(Detection examples)
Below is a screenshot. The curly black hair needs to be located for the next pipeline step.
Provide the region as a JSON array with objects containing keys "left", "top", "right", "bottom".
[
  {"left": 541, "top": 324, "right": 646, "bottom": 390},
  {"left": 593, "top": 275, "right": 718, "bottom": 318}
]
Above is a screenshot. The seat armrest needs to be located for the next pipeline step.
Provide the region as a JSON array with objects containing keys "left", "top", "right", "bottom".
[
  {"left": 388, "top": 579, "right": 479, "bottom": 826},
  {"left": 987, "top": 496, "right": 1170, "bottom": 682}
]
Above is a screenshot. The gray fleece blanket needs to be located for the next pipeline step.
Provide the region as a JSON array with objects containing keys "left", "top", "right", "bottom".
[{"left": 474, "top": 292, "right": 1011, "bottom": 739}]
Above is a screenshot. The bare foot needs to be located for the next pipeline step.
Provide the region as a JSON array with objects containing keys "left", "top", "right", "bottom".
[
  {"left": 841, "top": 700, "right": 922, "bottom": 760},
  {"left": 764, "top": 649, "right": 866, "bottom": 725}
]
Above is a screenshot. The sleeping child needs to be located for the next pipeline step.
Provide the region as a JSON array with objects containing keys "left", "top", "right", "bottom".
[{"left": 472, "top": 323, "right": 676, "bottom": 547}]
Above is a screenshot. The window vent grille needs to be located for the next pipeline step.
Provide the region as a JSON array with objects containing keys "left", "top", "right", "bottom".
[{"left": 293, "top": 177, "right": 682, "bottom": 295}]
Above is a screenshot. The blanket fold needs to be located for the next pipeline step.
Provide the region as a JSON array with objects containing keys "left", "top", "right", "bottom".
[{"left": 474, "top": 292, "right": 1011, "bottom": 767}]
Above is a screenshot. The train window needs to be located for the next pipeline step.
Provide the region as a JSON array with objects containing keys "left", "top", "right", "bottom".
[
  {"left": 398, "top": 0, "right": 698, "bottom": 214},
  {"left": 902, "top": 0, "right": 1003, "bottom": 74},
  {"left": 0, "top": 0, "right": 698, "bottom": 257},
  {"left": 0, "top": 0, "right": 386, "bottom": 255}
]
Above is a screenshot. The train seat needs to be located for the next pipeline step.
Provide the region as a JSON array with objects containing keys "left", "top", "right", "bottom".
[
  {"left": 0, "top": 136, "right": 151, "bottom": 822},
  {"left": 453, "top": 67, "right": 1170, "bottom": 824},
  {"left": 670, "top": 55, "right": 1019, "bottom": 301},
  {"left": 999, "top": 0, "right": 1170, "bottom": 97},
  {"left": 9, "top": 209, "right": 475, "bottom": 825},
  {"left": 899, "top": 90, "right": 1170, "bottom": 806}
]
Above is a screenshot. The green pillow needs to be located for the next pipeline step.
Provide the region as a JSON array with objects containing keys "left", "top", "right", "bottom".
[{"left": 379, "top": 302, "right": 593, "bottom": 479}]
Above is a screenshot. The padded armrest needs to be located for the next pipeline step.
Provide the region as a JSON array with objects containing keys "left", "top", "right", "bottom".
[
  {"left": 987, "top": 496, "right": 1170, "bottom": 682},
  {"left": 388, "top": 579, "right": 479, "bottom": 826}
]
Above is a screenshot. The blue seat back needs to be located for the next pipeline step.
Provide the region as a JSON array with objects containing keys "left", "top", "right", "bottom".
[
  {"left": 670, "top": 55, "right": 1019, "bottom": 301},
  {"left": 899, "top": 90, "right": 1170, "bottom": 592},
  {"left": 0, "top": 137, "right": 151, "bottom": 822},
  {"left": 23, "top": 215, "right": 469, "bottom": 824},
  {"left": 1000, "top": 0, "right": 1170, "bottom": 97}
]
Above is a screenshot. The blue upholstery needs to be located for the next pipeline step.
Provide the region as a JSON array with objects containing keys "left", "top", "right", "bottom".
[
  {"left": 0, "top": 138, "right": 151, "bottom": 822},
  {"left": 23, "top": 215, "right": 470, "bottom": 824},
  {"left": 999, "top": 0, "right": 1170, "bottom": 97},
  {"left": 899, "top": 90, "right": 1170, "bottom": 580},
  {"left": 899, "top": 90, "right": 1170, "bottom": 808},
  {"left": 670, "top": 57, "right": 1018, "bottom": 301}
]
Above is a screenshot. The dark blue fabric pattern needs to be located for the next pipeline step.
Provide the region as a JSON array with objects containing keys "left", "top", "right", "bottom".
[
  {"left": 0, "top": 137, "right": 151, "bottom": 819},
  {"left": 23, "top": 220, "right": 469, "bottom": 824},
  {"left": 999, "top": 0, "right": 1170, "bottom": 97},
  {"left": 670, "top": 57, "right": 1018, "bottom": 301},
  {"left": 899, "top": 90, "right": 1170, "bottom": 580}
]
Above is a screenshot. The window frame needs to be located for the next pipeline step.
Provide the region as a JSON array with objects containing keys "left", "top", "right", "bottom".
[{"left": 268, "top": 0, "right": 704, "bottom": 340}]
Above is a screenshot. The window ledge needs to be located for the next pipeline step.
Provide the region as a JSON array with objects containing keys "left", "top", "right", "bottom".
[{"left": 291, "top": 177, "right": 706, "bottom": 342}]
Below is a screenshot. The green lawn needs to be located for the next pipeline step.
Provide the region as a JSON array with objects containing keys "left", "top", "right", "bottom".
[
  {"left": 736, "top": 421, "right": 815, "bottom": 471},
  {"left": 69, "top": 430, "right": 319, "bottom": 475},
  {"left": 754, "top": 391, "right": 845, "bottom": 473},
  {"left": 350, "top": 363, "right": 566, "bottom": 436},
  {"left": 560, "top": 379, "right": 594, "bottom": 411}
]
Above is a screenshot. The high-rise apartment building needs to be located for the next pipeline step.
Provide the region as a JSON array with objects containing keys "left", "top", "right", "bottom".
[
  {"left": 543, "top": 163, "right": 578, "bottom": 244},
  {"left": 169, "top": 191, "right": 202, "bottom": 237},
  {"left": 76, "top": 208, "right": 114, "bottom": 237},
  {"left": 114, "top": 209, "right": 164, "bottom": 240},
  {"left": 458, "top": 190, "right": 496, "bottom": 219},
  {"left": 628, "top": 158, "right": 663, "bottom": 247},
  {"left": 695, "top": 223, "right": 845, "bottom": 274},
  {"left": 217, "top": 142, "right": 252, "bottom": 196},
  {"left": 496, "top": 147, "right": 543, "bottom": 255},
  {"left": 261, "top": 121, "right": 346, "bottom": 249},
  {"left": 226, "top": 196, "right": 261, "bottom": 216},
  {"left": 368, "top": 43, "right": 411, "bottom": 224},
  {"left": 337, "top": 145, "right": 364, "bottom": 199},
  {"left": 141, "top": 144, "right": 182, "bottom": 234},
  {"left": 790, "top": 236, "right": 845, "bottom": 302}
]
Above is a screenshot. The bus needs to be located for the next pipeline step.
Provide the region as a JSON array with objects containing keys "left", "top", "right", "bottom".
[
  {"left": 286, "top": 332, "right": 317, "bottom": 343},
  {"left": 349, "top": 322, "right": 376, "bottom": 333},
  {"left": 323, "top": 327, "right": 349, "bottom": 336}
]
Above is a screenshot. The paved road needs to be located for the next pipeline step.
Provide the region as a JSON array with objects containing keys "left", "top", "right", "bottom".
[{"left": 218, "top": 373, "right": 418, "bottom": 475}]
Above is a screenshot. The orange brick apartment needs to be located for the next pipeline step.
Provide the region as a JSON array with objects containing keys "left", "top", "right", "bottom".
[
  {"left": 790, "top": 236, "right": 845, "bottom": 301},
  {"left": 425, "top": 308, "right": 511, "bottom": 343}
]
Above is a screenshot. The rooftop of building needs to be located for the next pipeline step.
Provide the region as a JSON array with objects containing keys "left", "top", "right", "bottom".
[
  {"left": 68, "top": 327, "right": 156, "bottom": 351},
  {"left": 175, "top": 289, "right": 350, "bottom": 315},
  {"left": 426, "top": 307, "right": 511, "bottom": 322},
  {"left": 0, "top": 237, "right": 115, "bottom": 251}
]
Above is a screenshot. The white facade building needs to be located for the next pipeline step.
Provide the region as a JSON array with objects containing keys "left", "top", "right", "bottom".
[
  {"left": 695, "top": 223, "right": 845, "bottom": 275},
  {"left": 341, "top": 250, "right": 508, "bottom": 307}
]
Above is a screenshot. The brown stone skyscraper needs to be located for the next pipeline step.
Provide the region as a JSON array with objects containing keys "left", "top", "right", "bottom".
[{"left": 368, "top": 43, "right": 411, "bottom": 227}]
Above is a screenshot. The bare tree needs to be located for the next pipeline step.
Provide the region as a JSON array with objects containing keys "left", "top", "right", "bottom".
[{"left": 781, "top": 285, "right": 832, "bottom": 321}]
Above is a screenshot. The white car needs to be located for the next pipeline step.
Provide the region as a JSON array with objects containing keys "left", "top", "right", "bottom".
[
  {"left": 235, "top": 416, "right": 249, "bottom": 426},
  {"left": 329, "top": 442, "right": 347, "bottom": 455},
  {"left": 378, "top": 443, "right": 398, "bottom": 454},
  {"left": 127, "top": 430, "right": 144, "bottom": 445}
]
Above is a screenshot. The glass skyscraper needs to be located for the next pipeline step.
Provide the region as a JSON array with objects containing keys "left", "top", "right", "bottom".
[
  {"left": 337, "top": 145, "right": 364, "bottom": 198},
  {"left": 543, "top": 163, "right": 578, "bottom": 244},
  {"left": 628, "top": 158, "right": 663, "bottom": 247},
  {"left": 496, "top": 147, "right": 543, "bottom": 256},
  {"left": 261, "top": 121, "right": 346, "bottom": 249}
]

* What you should do:
Pull out every line of the items above that contains the word "white", and copy each one in full.

* Right answer:
Above is a screenshot. The white facade building needs to be located for the next pipeline step.
Above is a screenshot. The white car needs to be located for the next pipeline step.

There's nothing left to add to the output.